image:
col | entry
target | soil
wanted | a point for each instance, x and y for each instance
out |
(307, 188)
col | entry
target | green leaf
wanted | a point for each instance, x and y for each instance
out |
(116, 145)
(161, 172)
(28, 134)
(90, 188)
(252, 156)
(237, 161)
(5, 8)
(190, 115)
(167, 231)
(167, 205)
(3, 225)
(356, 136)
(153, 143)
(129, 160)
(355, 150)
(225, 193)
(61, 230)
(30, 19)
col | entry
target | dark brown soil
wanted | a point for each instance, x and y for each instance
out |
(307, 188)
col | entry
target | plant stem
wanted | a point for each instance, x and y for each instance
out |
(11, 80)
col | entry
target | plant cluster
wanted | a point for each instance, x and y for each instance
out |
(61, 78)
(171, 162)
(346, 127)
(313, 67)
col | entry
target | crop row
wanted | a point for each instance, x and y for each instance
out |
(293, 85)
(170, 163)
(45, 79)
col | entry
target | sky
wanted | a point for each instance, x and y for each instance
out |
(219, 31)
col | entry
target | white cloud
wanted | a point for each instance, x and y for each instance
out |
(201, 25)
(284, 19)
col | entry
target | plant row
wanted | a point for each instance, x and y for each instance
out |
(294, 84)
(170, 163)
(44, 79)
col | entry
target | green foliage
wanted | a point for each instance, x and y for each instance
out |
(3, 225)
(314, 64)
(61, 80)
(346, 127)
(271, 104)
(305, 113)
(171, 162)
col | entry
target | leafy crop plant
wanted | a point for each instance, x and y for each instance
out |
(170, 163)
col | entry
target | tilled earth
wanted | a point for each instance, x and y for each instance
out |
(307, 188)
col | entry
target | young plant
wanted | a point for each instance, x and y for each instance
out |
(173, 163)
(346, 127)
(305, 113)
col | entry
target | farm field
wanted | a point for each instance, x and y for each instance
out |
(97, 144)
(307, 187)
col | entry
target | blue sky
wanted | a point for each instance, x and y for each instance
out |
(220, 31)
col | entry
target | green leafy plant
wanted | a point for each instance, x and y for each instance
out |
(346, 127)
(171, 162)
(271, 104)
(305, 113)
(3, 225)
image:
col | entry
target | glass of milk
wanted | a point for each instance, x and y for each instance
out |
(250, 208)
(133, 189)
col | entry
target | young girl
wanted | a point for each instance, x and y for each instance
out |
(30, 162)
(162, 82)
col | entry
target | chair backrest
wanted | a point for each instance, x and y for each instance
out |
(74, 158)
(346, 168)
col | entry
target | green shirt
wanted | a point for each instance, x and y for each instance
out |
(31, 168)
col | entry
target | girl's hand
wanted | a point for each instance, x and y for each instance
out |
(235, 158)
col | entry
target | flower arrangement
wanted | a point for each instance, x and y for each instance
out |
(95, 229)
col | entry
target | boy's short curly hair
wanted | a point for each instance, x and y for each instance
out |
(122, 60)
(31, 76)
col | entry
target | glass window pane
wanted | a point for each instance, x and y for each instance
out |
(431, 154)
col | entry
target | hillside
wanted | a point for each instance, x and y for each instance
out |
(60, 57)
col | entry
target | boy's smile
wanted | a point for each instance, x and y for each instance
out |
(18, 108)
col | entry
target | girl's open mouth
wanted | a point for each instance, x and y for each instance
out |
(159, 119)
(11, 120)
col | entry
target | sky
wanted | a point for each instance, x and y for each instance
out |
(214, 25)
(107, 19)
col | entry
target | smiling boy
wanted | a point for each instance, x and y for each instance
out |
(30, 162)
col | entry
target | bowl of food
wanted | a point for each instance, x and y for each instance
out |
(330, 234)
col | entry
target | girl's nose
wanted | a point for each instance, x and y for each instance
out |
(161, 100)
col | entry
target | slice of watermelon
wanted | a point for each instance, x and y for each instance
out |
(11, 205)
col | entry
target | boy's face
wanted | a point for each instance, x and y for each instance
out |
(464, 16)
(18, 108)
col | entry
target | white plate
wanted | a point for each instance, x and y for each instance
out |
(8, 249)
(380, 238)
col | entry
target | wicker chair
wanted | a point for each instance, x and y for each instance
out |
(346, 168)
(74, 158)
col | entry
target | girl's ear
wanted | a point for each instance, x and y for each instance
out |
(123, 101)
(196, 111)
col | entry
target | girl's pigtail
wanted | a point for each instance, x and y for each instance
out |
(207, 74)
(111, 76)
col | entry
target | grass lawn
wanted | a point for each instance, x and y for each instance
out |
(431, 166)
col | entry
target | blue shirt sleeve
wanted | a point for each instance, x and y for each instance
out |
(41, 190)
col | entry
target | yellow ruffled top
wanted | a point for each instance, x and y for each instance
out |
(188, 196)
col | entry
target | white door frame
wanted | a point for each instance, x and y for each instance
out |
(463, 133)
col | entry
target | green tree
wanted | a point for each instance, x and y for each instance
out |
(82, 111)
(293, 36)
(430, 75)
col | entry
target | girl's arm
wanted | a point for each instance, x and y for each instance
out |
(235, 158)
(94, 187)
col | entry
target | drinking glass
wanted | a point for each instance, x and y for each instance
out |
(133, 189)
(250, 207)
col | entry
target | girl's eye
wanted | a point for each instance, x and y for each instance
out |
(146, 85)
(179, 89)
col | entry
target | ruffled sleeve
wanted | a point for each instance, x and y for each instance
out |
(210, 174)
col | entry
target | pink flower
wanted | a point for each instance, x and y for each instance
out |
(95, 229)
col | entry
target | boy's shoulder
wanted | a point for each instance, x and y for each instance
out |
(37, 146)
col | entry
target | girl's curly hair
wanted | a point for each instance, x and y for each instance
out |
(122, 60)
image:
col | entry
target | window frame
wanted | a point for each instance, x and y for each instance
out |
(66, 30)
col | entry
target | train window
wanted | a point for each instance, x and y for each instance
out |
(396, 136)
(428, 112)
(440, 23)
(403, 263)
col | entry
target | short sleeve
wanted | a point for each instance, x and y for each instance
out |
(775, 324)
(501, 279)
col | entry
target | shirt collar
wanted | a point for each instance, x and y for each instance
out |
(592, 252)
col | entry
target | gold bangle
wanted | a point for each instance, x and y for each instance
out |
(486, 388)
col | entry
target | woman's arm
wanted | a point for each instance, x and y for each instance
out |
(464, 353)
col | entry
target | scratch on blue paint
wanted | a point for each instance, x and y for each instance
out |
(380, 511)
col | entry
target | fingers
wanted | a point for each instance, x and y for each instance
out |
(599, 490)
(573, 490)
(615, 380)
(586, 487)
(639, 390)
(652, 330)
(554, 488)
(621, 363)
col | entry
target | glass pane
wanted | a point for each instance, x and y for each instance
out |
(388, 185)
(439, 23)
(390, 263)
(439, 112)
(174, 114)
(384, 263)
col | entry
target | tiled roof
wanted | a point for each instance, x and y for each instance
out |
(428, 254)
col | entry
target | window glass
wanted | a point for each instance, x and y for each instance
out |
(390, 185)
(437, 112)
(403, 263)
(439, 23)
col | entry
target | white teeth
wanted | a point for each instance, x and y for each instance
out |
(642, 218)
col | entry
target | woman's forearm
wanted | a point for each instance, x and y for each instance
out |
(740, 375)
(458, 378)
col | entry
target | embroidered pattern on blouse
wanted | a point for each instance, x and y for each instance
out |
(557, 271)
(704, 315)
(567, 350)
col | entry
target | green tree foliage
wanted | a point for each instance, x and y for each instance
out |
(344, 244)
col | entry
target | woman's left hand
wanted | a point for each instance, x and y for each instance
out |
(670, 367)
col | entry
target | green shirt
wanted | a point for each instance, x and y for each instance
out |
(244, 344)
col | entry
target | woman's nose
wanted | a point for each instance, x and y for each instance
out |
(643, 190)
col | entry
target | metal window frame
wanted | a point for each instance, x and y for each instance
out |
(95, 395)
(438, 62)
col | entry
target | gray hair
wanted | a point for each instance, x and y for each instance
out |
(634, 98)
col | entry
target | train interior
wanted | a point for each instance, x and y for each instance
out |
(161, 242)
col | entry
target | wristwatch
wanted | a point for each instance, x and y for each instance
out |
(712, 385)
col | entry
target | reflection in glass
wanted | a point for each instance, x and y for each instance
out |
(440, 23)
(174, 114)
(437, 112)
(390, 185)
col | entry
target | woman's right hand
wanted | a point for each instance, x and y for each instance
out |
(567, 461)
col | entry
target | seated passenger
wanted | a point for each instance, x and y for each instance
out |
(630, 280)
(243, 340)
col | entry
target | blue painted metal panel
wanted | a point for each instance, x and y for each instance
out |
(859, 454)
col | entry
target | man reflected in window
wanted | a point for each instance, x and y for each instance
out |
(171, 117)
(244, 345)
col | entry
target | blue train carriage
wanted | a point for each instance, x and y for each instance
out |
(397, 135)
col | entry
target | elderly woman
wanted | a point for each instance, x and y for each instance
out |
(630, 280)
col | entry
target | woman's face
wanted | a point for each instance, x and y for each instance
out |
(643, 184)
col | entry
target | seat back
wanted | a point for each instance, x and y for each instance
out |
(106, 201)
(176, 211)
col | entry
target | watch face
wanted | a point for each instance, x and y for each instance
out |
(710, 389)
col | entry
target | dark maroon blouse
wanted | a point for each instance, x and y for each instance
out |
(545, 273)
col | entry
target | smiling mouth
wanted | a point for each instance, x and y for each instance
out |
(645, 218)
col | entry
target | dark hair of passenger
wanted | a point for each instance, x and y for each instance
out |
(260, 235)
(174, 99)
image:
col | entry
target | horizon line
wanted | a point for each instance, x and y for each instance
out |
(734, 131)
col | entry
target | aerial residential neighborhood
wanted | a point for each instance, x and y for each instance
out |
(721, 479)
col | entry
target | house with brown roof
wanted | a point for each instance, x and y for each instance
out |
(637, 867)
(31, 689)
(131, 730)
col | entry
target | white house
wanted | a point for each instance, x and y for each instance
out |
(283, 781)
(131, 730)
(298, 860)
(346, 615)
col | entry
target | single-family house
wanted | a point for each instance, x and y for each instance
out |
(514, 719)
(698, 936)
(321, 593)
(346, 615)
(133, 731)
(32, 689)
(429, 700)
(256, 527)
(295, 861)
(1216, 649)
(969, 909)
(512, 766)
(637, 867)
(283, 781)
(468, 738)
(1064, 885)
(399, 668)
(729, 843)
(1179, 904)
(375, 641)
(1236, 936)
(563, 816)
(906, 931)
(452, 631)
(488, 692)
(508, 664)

## INSTRUCTIONS TO FOLLOW
Report every line in the items above that contains the word "tree".

## SOLUTION TO THE EXERCISE
target | green tree
target | green tree foliage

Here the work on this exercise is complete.